• [Short exercise]
Copy the records below line for line, with no changes to any character.

>> START Dataset entries

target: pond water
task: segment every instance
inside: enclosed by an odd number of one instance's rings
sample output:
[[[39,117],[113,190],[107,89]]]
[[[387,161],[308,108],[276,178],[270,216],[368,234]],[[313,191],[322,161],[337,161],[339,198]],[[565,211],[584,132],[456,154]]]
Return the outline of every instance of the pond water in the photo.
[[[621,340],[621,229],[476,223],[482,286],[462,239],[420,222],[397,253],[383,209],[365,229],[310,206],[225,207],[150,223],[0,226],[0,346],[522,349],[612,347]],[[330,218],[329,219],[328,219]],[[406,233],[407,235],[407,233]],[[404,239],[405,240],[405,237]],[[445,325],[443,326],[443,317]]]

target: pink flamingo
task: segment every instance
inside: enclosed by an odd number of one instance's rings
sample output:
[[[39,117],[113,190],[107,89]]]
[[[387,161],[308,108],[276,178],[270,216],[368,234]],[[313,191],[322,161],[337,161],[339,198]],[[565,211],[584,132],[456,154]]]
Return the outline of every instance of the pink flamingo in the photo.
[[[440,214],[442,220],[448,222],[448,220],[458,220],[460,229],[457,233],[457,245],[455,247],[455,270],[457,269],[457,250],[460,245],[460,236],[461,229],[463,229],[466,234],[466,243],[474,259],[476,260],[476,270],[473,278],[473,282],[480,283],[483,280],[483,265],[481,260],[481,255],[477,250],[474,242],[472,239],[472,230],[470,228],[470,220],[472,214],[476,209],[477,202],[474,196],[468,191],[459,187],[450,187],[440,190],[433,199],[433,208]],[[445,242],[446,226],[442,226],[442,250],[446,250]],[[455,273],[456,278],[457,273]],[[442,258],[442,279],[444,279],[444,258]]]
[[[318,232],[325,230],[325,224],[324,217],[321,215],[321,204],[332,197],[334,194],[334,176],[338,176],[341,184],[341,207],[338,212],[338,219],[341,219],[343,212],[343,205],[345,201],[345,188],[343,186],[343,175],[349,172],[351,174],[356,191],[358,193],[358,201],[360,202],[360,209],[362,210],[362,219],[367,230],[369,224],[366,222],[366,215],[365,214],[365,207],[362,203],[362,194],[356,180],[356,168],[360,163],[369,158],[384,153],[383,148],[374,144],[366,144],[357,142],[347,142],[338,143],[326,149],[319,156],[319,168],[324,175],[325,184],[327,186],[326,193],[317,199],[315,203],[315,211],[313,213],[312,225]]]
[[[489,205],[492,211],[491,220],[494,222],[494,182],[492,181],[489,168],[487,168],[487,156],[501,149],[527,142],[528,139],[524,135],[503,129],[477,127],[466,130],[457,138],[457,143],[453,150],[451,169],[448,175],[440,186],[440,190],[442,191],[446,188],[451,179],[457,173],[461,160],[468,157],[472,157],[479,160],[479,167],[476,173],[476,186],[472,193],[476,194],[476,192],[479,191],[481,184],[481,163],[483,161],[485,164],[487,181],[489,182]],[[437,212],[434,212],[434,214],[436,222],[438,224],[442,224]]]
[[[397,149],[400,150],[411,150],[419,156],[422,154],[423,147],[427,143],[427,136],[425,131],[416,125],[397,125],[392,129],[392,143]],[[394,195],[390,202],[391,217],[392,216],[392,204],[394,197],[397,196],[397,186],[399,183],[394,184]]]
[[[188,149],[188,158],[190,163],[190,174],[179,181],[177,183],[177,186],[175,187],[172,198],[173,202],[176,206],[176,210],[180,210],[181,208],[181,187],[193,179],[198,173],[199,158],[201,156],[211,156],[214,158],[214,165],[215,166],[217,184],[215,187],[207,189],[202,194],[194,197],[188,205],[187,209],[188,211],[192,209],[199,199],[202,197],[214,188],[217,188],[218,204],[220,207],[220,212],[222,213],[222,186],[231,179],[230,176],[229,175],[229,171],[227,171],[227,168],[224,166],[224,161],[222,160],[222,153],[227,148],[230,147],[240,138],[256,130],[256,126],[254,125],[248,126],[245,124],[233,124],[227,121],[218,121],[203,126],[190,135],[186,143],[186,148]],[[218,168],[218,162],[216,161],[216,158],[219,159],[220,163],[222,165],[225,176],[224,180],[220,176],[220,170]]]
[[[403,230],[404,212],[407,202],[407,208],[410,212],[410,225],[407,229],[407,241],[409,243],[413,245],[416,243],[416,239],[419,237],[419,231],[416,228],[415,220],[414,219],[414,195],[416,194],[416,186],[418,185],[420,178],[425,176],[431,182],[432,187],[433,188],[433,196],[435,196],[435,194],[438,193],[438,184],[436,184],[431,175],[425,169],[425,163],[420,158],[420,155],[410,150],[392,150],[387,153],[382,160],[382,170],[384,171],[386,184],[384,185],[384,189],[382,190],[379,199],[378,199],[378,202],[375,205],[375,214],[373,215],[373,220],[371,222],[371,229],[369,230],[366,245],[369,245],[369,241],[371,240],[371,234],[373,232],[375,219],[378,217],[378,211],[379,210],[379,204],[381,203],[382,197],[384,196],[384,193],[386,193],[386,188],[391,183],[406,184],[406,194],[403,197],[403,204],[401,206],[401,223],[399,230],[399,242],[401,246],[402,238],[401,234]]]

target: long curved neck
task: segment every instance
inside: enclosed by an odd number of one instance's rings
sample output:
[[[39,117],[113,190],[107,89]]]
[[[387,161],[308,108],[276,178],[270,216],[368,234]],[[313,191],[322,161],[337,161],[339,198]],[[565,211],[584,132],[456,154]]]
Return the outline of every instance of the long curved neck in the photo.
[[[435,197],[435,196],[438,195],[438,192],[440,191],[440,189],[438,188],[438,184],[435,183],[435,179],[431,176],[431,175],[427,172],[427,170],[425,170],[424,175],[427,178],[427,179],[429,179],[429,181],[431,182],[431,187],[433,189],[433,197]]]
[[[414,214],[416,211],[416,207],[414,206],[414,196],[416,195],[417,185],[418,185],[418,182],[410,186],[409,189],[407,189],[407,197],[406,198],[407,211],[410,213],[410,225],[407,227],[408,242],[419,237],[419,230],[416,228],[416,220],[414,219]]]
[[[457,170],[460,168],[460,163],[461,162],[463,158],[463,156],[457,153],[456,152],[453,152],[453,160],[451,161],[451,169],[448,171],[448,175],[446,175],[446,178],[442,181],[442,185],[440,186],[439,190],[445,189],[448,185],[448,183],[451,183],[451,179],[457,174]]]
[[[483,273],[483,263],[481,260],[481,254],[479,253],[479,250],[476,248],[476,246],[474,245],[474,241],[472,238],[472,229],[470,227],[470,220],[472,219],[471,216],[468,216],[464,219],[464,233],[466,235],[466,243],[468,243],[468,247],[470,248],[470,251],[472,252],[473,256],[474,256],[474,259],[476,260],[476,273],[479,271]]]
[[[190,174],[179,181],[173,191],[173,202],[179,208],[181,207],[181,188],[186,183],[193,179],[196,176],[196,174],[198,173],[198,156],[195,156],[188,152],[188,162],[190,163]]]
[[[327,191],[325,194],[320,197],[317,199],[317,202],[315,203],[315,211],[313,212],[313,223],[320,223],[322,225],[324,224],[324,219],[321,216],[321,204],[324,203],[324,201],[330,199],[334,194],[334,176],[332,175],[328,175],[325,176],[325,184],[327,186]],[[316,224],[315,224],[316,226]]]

>> END Dataset entries

• [Exercise answer]
target: pond water
task: segment every instance
inside: enclosed by an odd number of one instance's rings
sample output:
[[[39,117],[113,190],[107,89]]]
[[[387,161],[308,108],[276,178],[270,216],[368,234]],[[313,191],[322,161],[337,161],[339,198]],[[565,211],[584,132],[456,154]]]
Return the outline of every instance of the pond water in the photo.
[[[621,340],[621,229],[476,223],[482,286],[462,239],[420,222],[397,253],[383,209],[365,229],[310,206],[225,207],[150,223],[0,226],[0,346],[522,349],[612,347]],[[330,218],[329,219],[328,219]],[[406,233],[407,235],[407,233]],[[404,239],[405,240],[405,237]],[[445,325],[443,326],[443,317]]]

target: pink flamingo
task: segment every instance
inside: enclosed by an odd number of one instance's rings
sample output:
[[[39,117],[113,190],[107,89]]]
[[[387,161],[308,108],[276,178],[270,216],[368,234]],[[313,191],[322,161],[337,161],[339,198]],[[565,211],[584,132],[456,154]]]
Return the outline of every instance of the pink flamingo in the photo.
[[[440,214],[442,220],[448,222],[448,220],[458,220],[460,229],[457,233],[457,245],[455,247],[455,270],[457,269],[457,250],[460,245],[460,236],[461,229],[463,229],[466,234],[466,243],[474,259],[476,260],[476,270],[473,278],[473,282],[480,283],[483,280],[483,265],[481,260],[481,255],[477,250],[474,242],[472,239],[472,230],[470,228],[470,220],[472,214],[476,209],[477,202],[474,196],[468,191],[459,187],[450,187],[440,190],[433,199],[433,208]],[[445,242],[446,226],[442,226],[442,250],[446,250]],[[455,273],[456,278],[457,273]],[[442,258],[442,279],[444,279],[444,258]]]
[[[318,232],[325,230],[325,224],[324,217],[321,215],[321,204],[332,197],[334,194],[334,176],[338,176],[341,184],[341,207],[338,212],[338,219],[341,219],[343,212],[343,205],[345,201],[345,188],[343,186],[343,175],[349,172],[351,174],[356,191],[358,193],[358,201],[360,202],[360,209],[362,210],[362,219],[367,230],[369,224],[366,222],[366,215],[365,214],[365,207],[362,203],[362,194],[356,180],[356,168],[360,163],[369,158],[384,153],[383,148],[374,144],[366,144],[357,142],[347,142],[338,143],[326,149],[319,156],[319,168],[324,175],[325,184],[327,186],[326,193],[317,199],[315,203],[315,211],[313,213],[312,225]]]
[[[489,205],[492,211],[491,220],[494,222],[494,182],[492,181],[489,168],[487,168],[487,156],[501,149],[527,142],[528,139],[524,135],[503,129],[477,127],[466,130],[457,138],[457,143],[453,150],[451,169],[448,175],[440,186],[440,190],[442,191],[446,188],[451,179],[457,173],[461,160],[468,157],[472,157],[479,160],[479,167],[476,173],[476,186],[472,193],[476,194],[476,192],[479,191],[481,184],[481,163],[483,161],[485,164],[487,181],[489,182]],[[437,212],[434,212],[434,214],[436,222],[438,224],[442,224]]]
[[[397,149],[400,150],[411,150],[419,156],[422,154],[423,147],[427,143],[427,136],[425,131],[416,125],[397,125],[392,129],[392,143]],[[394,195],[390,202],[391,217],[392,216],[392,204],[394,197],[397,196],[397,186],[399,183],[394,184]]]
[[[188,149],[188,158],[190,163],[190,174],[179,181],[177,183],[177,186],[175,187],[172,198],[173,202],[176,206],[176,210],[180,210],[181,208],[181,187],[193,179],[198,173],[199,158],[201,156],[211,156],[214,158],[214,165],[215,166],[217,184],[215,187],[207,189],[202,194],[194,197],[188,205],[187,209],[188,211],[192,209],[199,199],[202,197],[214,188],[217,188],[218,204],[220,207],[220,212],[222,213],[222,186],[231,179],[230,176],[229,175],[229,171],[227,171],[227,168],[224,166],[224,161],[222,160],[222,153],[227,148],[230,147],[240,138],[256,130],[256,126],[254,125],[248,126],[245,124],[233,124],[227,121],[218,121],[203,126],[190,135],[186,143],[186,148]],[[218,168],[218,162],[216,161],[216,158],[219,159],[220,163],[222,165],[225,176],[224,180],[220,176],[220,170]]]
[[[403,230],[404,212],[407,202],[407,208],[410,212],[410,225],[407,229],[407,241],[409,243],[413,245],[416,243],[416,239],[419,237],[419,231],[416,228],[415,220],[414,219],[414,195],[416,194],[416,186],[418,185],[420,178],[425,176],[431,182],[432,187],[433,188],[433,196],[435,196],[435,194],[438,193],[438,184],[436,184],[431,175],[425,169],[425,163],[420,158],[420,155],[410,150],[392,150],[387,153],[382,160],[382,170],[384,171],[386,184],[384,185],[384,189],[382,190],[379,199],[378,199],[378,202],[375,205],[375,214],[373,215],[373,220],[371,222],[371,229],[369,230],[366,245],[369,245],[369,241],[371,240],[371,234],[373,232],[375,219],[378,217],[378,211],[379,210],[379,204],[381,203],[382,197],[384,196],[384,193],[386,193],[386,188],[391,183],[406,184],[406,194],[403,197],[403,204],[401,206],[401,223],[399,230],[399,242],[401,246],[402,238],[401,234]]]

target: long curved neck
task: segment every instance
inside: enclosed by an odd number of one instance's rings
sample output:
[[[39,117],[113,190],[107,89]]]
[[[387,161],[308,108],[276,178],[270,216],[368,234]],[[313,191],[322,161],[337,161],[339,198]],[[565,211],[584,132],[456,154]]]
Return the outline of every instance of the long curved neck in the photo.
[[[435,197],[435,196],[438,195],[438,192],[440,191],[440,189],[438,188],[438,184],[435,183],[435,179],[431,176],[431,175],[427,172],[427,170],[425,170],[424,175],[427,178],[427,179],[429,179],[429,181],[431,182],[431,187],[433,189],[433,197]]]
[[[414,214],[416,211],[416,207],[414,206],[414,196],[416,195],[417,185],[418,185],[418,182],[410,186],[409,189],[407,189],[407,197],[406,198],[407,211],[410,213],[410,225],[407,227],[408,242],[419,237],[419,230],[416,228],[416,220],[414,219]]]
[[[457,170],[460,168],[460,163],[461,162],[463,158],[463,156],[457,153],[456,152],[453,152],[453,160],[451,161],[451,169],[448,171],[448,175],[446,175],[446,178],[442,181],[442,185],[440,186],[439,190],[445,189],[448,185],[448,183],[451,183],[451,179],[457,174]]]
[[[483,273],[483,263],[481,260],[481,254],[479,253],[479,250],[476,248],[476,246],[474,245],[474,241],[472,238],[472,229],[470,227],[470,220],[472,219],[471,216],[468,216],[464,219],[464,233],[466,235],[466,243],[468,243],[468,247],[470,248],[470,251],[472,252],[473,256],[474,256],[474,259],[476,260],[476,273],[479,271]]]
[[[190,174],[179,181],[173,191],[173,202],[179,208],[181,207],[181,188],[186,183],[193,179],[196,176],[196,174],[198,173],[198,156],[195,156],[188,152],[188,162],[190,163]]]
[[[327,191],[325,194],[320,197],[317,199],[317,202],[315,203],[315,211],[313,212],[313,223],[320,223],[322,225],[324,224],[324,219],[321,216],[321,204],[324,203],[324,201],[330,199],[334,194],[334,176],[332,175],[328,175],[325,176],[325,184],[327,186]],[[316,224],[315,224],[316,226]]]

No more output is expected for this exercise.